● **WHAT IS NEEDED**
Collect each line in the listing below that contains the string "window", and copy those lines in order without changes.

(Dataset entries)
• • • • •

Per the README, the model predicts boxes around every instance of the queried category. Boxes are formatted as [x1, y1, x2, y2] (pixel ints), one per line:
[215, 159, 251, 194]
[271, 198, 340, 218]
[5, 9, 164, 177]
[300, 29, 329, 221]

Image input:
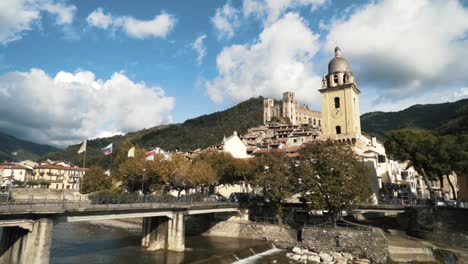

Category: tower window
[335, 97, 340, 108]
[336, 126, 341, 135]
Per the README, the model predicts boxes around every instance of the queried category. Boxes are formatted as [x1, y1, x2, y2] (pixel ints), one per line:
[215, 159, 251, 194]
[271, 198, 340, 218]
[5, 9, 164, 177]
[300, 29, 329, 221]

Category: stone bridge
[0, 202, 239, 264]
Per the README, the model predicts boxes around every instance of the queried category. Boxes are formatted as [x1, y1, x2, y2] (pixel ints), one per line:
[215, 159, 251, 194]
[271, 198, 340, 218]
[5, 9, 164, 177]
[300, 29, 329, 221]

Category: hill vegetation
[43, 97, 263, 167]
[0, 132, 60, 162]
[361, 99, 468, 138]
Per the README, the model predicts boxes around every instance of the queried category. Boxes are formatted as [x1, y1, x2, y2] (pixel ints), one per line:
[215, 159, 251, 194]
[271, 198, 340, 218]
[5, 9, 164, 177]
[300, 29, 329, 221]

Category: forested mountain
[0, 132, 60, 162]
[43, 97, 263, 166]
[361, 99, 468, 138]
[38, 97, 468, 168]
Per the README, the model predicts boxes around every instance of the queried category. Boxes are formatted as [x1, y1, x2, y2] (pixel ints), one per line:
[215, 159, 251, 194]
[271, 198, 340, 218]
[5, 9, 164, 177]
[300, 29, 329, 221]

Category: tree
[112, 139, 134, 171]
[117, 146, 146, 192]
[252, 151, 292, 220]
[82, 166, 112, 193]
[168, 154, 190, 197]
[186, 160, 216, 193]
[293, 140, 371, 226]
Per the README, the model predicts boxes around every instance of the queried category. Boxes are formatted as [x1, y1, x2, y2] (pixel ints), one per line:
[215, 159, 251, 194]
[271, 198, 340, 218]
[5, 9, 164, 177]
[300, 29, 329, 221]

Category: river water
[50, 223, 286, 264]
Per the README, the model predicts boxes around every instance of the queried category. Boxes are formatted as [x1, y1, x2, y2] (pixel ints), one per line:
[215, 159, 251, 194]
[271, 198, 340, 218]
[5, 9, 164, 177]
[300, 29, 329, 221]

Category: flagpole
[80, 150, 86, 194]
[141, 161, 146, 197]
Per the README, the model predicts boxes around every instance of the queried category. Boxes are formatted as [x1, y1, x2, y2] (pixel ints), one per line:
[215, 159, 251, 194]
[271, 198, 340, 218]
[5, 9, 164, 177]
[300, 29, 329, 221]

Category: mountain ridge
[0, 131, 60, 162]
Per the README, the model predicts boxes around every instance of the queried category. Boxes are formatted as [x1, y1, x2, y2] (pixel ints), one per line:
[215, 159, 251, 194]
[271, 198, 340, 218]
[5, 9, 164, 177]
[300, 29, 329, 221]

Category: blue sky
[0, 0, 468, 146]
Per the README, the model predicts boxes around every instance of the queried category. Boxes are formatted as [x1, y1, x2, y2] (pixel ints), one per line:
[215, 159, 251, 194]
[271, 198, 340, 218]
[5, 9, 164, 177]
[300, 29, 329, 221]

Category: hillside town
[0, 47, 460, 205]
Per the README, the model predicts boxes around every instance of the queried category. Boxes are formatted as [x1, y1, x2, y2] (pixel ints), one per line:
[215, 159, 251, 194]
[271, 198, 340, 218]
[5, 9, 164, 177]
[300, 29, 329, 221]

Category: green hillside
[361, 99, 468, 138]
[0, 132, 60, 162]
[43, 97, 263, 166]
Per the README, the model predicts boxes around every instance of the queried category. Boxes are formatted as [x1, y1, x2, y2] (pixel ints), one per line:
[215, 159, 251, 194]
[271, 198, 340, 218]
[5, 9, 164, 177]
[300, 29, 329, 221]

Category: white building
[0, 163, 33, 186]
[220, 131, 249, 159]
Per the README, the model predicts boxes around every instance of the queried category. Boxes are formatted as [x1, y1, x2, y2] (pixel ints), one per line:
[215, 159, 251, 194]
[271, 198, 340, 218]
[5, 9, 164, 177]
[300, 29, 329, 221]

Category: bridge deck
[0, 202, 239, 226]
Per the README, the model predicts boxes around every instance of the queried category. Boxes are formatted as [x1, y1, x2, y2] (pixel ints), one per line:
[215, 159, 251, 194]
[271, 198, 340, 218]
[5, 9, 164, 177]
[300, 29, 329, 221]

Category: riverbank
[89, 217, 468, 263]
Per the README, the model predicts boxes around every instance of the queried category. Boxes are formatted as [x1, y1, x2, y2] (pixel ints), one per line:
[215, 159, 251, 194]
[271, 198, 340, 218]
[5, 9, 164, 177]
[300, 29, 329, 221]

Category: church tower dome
[328, 47, 350, 74]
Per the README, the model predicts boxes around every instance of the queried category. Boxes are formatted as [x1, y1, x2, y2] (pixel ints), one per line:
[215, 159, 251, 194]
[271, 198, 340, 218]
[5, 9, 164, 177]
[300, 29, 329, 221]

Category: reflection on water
[50, 223, 286, 264]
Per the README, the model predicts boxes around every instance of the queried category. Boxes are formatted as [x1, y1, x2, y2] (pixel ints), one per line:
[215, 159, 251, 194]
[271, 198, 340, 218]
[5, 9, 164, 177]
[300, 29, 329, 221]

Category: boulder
[341, 252, 353, 260]
[291, 247, 302, 254]
[307, 255, 320, 263]
[319, 252, 333, 262]
[353, 259, 370, 264]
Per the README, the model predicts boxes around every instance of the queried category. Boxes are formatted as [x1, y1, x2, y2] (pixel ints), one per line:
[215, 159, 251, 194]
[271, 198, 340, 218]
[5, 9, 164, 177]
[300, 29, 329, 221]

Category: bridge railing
[0, 194, 229, 212]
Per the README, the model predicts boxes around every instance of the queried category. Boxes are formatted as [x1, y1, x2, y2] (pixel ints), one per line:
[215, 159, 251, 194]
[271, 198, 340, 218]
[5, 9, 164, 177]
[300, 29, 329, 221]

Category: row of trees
[385, 129, 468, 199]
[84, 141, 371, 227]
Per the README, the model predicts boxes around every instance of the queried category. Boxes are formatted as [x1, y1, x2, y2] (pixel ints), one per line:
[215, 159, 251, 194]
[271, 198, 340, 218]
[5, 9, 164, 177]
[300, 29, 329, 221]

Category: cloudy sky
[0, 0, 468, 147]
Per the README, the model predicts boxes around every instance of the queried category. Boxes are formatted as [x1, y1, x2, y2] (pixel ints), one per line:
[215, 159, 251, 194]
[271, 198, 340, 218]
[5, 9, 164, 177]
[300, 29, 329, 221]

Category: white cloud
[43, 2, 76, 25]
[211, 2, 240, 39]
[0, 69, 175, 146]
[86, 7, 112, 29]
[192, 35, 206, 64]
[86, 8, 176, 39]
[0, 0, 76, 44]
[361, 87, 468, 113]
[206, 13, 321, 103]
[242, 0, 326, 25]
[326, 0, 468, 98]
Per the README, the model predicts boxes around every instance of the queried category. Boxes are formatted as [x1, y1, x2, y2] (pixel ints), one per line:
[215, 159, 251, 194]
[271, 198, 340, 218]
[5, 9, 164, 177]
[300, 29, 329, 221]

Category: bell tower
[319, 47, 361, 140]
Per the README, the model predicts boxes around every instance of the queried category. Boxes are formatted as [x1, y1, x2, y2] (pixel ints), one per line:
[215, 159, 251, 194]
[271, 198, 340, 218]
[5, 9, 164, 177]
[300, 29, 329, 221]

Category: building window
[335, 97, 340, 108]
[377, 155, 385, 163]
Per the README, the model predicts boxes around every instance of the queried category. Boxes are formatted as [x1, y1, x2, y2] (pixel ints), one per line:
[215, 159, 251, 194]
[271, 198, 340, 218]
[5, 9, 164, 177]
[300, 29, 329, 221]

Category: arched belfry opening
[335, 97, 340, 108]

• • • • •

● **EXPECTED OUTPUT**
Category: tower window
Category: building window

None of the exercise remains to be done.